**EXERCISE DATA:**
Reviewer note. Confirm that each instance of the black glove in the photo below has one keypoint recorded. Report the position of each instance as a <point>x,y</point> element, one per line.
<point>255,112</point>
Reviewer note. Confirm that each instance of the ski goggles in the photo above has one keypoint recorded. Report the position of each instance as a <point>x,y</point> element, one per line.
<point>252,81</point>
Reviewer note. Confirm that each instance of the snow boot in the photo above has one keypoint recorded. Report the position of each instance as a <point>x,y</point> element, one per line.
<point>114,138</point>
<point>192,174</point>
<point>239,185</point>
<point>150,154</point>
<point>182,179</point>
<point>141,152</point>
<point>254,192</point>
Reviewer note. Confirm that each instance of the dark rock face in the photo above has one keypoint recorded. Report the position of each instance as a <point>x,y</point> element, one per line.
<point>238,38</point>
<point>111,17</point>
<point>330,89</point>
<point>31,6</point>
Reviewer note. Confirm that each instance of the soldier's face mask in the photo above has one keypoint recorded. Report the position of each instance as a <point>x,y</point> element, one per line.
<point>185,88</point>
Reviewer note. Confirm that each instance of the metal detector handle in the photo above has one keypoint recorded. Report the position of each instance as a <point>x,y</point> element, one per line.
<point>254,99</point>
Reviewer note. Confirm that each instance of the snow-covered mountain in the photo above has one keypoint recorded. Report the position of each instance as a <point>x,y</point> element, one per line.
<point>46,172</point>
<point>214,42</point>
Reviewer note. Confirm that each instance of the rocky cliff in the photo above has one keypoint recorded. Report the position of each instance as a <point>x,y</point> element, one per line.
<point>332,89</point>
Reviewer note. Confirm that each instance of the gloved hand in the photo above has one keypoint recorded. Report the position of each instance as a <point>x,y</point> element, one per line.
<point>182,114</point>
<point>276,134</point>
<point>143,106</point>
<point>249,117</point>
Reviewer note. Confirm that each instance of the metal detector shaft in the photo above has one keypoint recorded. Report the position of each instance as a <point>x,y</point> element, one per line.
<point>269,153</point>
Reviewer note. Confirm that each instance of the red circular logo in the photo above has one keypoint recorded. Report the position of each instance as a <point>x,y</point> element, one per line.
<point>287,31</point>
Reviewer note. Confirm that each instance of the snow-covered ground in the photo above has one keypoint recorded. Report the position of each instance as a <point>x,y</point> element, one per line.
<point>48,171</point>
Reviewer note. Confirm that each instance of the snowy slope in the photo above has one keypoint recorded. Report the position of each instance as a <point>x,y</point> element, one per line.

**WHAT THE TASK REQUIRES:** Make a verbatim copy of each record.

**OUTPUT OF THE TASK:**
Reviewer note. Confirm that each instance of the black glove in the photo below has one keypoint recorded. Report the position of each instance as a <point>x,y</point> element, one per line.
<point>255,112</point>
Reviewer note. Confirm that each instance of the ski goggles in the photo above has one keypoint recorded. Report the position of each instance as a <point>x,y</point> element, one per line.
<point>252,81</point>
Reviewer note. Confirm that each instance of the snow boot in the photo above has one keypoint recorded. Report the position of each instance as a <point>x,y</point> element, one per line.
<point>114,138</point>
<point>192,174</point>
<point>239,185</point>
<point>150,154</point>
<point>182,179</point>
<point>141,152</point>
<point>254,192</point>
Reviewer note. Confirm that each instance of the dark rock face in the photo above has one keypoint recorded. Report the position of each instance as a <point>x,y</point> element, one per line.
<point>238,38</point>
<point>111,17</point>
<point>330,89</point>
<point>31,6</point>
Reviewer note. Confirm that each instance of the soldier's face mask in the photo above has one keypoint recorded. Report the position of each instance as a <point>x,y</point> element, one per line.
<point>185,88</point>
Reviewer note. Confirm that each instance of the metal detector handle in the photo above has one keypoint recorded. Report the position of each instance as a <point>x,y</point> element, one per line.
<point>254,99</point>
Reviewer note. Confirm that each instance of the snow-covered mountain in the photo above has one keypoint recorded. Report the position of each instance as a <point>x,y</point> element, one per line.
<point>46,172</point>
<point>214,42</point>
Reviewer note. Confirm that each instance of the rocky cliff in the photo above has one keypoint recorded. Report the position of each instance as a <point>x,y</point> element, one per line.
<point>332,89</point>
Reviewer note. Confirm that each instance of the gloved hand in the photo above has one keypoint recorded. Report the position of each instance as a <point>x,y</point> element, one per line.
<point>182,114</point>
<point>276,134</point>
<point>143,106</point>
<point>249,117</point>
Reviewer note. Confirm that each instance of the metal detector shaft in the photo above has one keypoint recorded. Report the position of each instance as a <point>x,y</point> element, one per line.
<point>269,153</point>
Reviewer note. Confirm that each instance of the red circular logo in the photo above has one keypoint recorded. Report the position of each instance as a <point>x,y</point> element, one per line.
<point>287,31</point>
Reviewer note. Confirm that each instance of the snow-covered ground in the photo above has one keypoint recorded. Report the position of each instance as a <point>x,y</point> element, one per line.
<point>48,171</point>
Reviewer note. Confirm that each instance of the snowy slope in the photo above has one keypoint recorded. Report the position of each instance as a <point>x,y</point> element, one per line.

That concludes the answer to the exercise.